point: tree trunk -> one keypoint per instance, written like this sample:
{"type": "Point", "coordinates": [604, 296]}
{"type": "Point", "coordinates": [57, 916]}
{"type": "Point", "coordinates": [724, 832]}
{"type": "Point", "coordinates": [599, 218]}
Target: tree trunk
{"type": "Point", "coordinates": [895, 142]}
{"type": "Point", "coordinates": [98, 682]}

════════════════

So that nothing differs from the original, transcribe all of the records above.

ANSWER FOR THIS EXERCISE:
point: tree trunk -> one keypoint per instance, written like this sample:
{"type": "Point", "coordinates": [604, 296]}
{"type": "Point", "coordinates": [57, 916]}
{"type": "Point", "coordinates": [724, 832]}
{"type": "Point", "coordinates": [599, 218]}
Target: tree trunk
{"type": "Point", "coordinates": [895, 142]}
{"type": "Point", "coordinates": [98, 682]}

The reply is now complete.